> _TÂCHE PROPOSÉE_
Mettez à jour les lignes qui commencent à celle contenant « Question: In the picture above, for every instance of the raised » et se terminent à la fin des enregistrements, bornes comprises, en remplaçant « raised arm » par « lifted arm » sans rien modifier d'autre. Ne redonnez que ces lignes.

> _DONNÉES FOURNIES_
------
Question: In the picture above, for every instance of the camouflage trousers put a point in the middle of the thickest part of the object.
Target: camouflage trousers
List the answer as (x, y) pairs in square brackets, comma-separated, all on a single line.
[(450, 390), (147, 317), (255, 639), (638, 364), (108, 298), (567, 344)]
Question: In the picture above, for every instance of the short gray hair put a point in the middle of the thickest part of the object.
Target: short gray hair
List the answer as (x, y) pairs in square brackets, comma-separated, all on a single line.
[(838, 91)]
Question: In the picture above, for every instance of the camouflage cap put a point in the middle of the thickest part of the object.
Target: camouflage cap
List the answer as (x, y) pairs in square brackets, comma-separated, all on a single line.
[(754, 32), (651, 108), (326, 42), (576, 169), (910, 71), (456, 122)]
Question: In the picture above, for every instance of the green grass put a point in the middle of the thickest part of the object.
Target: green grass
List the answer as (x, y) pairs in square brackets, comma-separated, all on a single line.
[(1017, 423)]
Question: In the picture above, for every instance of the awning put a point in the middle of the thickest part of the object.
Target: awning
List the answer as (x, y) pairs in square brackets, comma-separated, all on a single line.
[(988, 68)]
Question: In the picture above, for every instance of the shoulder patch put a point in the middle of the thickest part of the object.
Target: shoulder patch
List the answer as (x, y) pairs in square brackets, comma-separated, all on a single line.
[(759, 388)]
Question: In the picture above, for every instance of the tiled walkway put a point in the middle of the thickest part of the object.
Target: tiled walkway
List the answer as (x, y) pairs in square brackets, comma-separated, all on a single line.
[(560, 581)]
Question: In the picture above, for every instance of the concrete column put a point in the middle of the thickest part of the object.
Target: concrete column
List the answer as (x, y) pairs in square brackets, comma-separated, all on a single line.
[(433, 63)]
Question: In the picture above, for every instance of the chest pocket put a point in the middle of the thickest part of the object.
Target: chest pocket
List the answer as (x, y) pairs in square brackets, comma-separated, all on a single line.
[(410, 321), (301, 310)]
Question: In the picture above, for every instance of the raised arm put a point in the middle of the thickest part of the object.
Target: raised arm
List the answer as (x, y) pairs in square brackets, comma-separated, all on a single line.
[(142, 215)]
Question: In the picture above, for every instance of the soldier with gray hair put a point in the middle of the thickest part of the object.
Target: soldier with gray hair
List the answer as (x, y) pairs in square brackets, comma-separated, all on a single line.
------
> _RÉPONSE CORRECTE_
Question: In the picture above, for every instance of the lifted arm put a point in the middle of the thickest part of the object.
Target: lifted arm
List the answer as (x, y) pairs in square brackets, comma-separated, all on a single line.
[(142, 215)]
Question: In the picture above, for every instance of the soldier with gray hair put a point in the middle of the thickest part of the object.
Target: soldier with gray hair
List the answer as (x, y) pairs in square brackets, comma-separated, all on a single line.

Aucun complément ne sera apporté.